▶ YOUR INSTRUCTIONS: Please copy out the records that follow, word for word.

▶ PROVIDED MATERIAL:
* * *

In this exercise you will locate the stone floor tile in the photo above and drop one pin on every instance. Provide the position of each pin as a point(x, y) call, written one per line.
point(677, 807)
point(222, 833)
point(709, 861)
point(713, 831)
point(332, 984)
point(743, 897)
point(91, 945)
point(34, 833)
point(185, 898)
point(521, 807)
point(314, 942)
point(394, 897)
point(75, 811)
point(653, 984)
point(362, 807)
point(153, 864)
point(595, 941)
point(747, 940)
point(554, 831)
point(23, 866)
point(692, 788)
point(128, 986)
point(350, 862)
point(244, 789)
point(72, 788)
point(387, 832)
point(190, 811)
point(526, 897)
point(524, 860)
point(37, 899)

* * *

▶ YOUR RESPONSE:
In this exercise you will locate the stone floor tile in the photo above and drop one pin on every instance. Provide the position of each pin as a point(x, y) call, written one per line.
point(677, 807)
point(222, 833)
point(709, 861)
point(713, 831)
point(332, 984)
point(743, 897)
point(91, 945)
point(34, 833)
point(185, 898)
point(521, 807)
point(314, 942)
point(394, 897)
point(75, 811)
point(653, 984)
point(362, 807)
point(153, 864)
point(595, 941)
point(747, 940)
point(554, 831)
point(23, 866)
point(692, 788)
point(128, 986)
point(350, 862)
point(244, 789)
point(72, 788)
point(387, 832)
point(190, 811)
point(526, 897)
point(524, 860)
point(37, 899)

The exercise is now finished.